(Task brief)
Report how many of the lines below contain the string "shrub", matching case exactly. Give only the number.

━━━ Records for the exercise ━━━

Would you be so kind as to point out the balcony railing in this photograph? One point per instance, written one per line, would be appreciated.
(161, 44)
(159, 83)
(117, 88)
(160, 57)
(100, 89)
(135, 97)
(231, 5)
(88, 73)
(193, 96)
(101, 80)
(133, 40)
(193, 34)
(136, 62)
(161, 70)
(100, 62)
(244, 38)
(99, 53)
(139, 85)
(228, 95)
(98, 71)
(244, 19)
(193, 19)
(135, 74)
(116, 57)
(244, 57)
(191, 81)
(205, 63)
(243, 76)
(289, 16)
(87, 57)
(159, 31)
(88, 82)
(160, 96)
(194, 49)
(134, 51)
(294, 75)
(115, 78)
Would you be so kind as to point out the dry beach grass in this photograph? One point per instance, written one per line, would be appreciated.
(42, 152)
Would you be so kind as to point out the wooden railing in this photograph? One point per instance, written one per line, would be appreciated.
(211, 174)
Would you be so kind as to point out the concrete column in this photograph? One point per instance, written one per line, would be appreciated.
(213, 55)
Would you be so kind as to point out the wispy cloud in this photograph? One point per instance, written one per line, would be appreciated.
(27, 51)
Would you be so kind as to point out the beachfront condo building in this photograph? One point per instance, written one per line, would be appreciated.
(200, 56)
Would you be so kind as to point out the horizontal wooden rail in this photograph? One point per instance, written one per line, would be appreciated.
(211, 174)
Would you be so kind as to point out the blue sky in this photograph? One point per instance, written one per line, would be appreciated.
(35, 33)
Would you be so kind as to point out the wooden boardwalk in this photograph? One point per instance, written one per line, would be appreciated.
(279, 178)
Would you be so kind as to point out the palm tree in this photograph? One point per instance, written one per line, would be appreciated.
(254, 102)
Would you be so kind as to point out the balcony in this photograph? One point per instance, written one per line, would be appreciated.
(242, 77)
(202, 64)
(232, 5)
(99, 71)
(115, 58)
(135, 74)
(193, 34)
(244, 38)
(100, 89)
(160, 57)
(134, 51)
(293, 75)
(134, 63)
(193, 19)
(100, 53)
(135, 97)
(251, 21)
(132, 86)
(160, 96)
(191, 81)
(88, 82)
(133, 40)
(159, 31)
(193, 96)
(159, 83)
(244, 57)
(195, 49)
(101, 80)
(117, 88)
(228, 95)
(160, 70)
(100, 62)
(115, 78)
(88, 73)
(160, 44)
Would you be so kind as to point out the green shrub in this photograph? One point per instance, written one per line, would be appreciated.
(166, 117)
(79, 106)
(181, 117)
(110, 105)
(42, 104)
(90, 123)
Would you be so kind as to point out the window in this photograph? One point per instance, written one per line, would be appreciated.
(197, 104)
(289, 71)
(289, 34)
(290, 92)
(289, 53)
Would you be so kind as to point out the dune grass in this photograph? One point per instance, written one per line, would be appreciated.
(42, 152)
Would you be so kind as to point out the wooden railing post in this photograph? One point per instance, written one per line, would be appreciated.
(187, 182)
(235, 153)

━━━
━━━ Records for the exercise ━━━

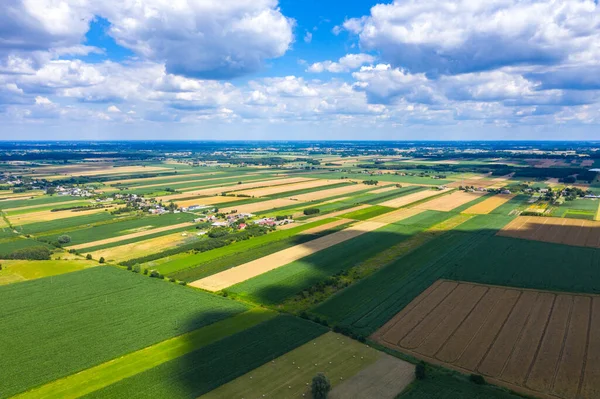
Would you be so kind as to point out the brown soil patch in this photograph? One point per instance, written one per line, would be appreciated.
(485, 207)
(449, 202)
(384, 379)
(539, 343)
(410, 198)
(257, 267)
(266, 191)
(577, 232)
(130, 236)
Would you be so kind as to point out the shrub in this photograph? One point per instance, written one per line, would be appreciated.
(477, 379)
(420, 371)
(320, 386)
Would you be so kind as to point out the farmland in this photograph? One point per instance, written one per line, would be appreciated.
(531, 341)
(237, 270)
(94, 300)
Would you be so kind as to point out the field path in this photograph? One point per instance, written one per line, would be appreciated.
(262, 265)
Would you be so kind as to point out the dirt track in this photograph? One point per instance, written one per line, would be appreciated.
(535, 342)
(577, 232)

━━━
━━━ Records for the exercise ━━━

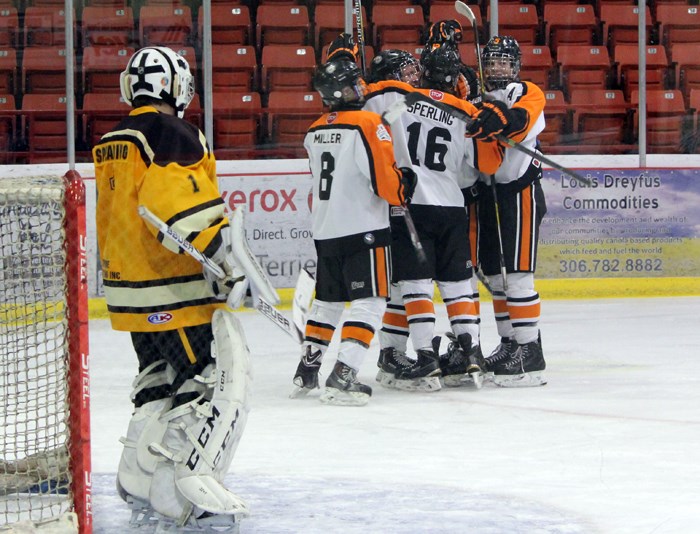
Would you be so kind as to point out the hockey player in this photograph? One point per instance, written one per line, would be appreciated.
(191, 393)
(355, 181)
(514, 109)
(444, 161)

━━━

(Right answer)
2